Task prompt ->
Return each of the following records line for line, with no changes.

Recorded information ->
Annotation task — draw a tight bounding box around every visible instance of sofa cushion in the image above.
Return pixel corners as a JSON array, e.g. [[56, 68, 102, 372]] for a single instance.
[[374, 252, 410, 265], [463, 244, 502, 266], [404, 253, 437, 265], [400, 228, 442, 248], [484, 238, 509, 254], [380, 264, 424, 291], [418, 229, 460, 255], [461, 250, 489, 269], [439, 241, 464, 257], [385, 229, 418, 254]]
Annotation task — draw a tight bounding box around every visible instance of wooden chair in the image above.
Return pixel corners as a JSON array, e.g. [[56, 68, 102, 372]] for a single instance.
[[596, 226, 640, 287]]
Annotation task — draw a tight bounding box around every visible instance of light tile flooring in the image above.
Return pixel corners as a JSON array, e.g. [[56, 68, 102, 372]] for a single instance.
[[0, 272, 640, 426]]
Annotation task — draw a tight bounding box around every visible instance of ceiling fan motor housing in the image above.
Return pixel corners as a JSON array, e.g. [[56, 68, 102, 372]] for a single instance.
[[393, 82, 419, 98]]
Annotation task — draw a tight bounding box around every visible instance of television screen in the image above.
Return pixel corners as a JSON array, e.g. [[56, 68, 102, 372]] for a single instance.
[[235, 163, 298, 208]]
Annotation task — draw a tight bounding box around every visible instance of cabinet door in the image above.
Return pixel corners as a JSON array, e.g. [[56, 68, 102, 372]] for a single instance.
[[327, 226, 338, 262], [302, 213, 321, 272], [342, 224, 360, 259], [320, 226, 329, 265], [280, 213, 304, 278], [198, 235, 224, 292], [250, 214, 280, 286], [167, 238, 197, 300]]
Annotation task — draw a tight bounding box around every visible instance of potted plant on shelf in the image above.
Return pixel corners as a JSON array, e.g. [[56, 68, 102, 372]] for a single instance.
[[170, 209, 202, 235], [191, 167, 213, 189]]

Worked solution ->
Annotation task — draw a tight bounding box around every visible instance of sofa cushion in the image above.
Return pixel corners as a JSON array, e.g. [[56, 68, 102, 372]] for a single instance.
[[374, 252, 410, 265], [463, 244, 502, 266], [404, 253, 437, 265], [400, 228, 442, 248], [484, 238, 509, 254], [380, 264, 424, 291], [418, 229, 460, 255], [461, 250, 489, 269], [439, 241, 464, 257], [385, 229, 418, 254]]
Annotation task — draw a tight bounding box around every visible instance of wooden chair in the image above.
Return pixel corners as a JSON array, e.g. [[56, 68, 102, 372]] for a single instance.
[[596, 226, 640, 287]]
Annotation task — draw a tight bounding box around every visible instance of light tile flooring in the image above.
Return pixel corners as a JSON array, e.g. [[56, 68, 102, 372]] for a single instance.
[[0, 272, 640, 426]]
Annotation task — draw a tight bounding box around every visible instance of ceiling fan motor housing in the image above.
Return pixel corners as a JSON array, e.g. [[56, 68, 102, 372]] for a single instance.
[[393, 82, 419, 98]]
Annotation task — draw a tight bounding box around every visible instance of television screen in the image above.
Return pixel corners as a JSON array, e.g. [[56, 68, 102, 372]] for a single instance.
[[235, 163, 298, 208]]
Annotation task — draw a tight bounding box around every visible instance of cabinet door in the image above.
Return pixel corners as a JSON array, e.g. [[56, 68, 102, 372]] for a single instance.
[[327, 226, 338, 262], [302, 213, 321, 272], [342, 224, 360, 259], [320, 226, 329, 265], [280, 213, 304, 278], [198, 235, 224, 292], [250, 214, 280, 286], [167, 238, 197, 300]]
Annotation task — draw a tight bounding box around every visible instance of potted plant on shelf in the image above.
Return pixel corners as a JSON array, e.g. [[56, 68, 102, 372]] for a single instance.
[[170, 209, 202, 235], [191, 167, 213, 189]]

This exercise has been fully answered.